Problem details — Rewrite every line of the listing below as a numbered list, leaving out the blank lines.

Material to process —
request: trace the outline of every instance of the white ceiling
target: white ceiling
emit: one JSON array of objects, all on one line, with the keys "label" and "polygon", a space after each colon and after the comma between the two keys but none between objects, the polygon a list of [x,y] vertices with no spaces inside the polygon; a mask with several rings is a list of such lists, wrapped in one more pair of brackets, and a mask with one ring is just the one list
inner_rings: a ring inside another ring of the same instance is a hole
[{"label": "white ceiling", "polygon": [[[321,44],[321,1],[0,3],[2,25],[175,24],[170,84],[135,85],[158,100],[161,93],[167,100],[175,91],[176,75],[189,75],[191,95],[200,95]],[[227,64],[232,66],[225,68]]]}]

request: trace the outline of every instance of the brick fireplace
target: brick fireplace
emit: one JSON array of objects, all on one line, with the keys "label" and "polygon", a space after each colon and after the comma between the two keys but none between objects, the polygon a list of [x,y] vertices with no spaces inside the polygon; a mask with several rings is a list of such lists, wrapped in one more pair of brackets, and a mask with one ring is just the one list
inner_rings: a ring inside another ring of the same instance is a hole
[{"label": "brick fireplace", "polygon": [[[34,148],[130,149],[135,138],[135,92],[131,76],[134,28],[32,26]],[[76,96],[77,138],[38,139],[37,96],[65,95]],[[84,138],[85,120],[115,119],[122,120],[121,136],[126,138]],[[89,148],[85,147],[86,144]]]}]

Solution to this exercise —
1. request: trace the outline of every instance of the white ceiling
2. target: white ceiling
3. emit: one JSON array of objects, all on one line, with the keys "label" and "polygon", a space after each colon and after the comma between the two keys but none between objects, the polygon a list of [x,y] vertices with no spaces inside the polygon; a mask with several rings is a list of such lists, wrapped in one more pair of brackets, and a mask with one ring is just the one list
4. inner_rings: a ring inside another ring of the same instance is a hole
5. [{"label": "white ceiling", "polygon": [[[321,44],[321,1],[0,3],[2,25],[175,24],[170,84],[135,85],[158,100],[161,93],[167,100],[175,91],[176,75],[189,75],[191,95],[200,95]],[[227,64],[232,66],[225,68]]]}]
6. request: trace the outline of every instance of the brick fireplace
7. target: brick fireplace
8. emit: one JSON array of objects, all on one line, with the keys "label" and "polygon", a space after each colon and after the comma between the two keys but none between objects, the polygon a list of [x,y] vertices with no spaces inside the polygon; a mask with several rings is a list of such lists, wrapped in one more pair of brackets, and a mask with one ring is just the one list
9. inner_rings: a ring inside another ring of the same instance is a hole
10. [{"label": "brick fireplace", "polygon": [[[34,148],[130,149],[135,138],[135,92],[131,76],[134,28],[32,26]],[[76,96],[77,138],[38,139],[37,96],[65,95]],[[84,138],[85,120],[115,119],[122,120],[121,136],[126,138]],[[89,148],[85,147],[86,144]]]}]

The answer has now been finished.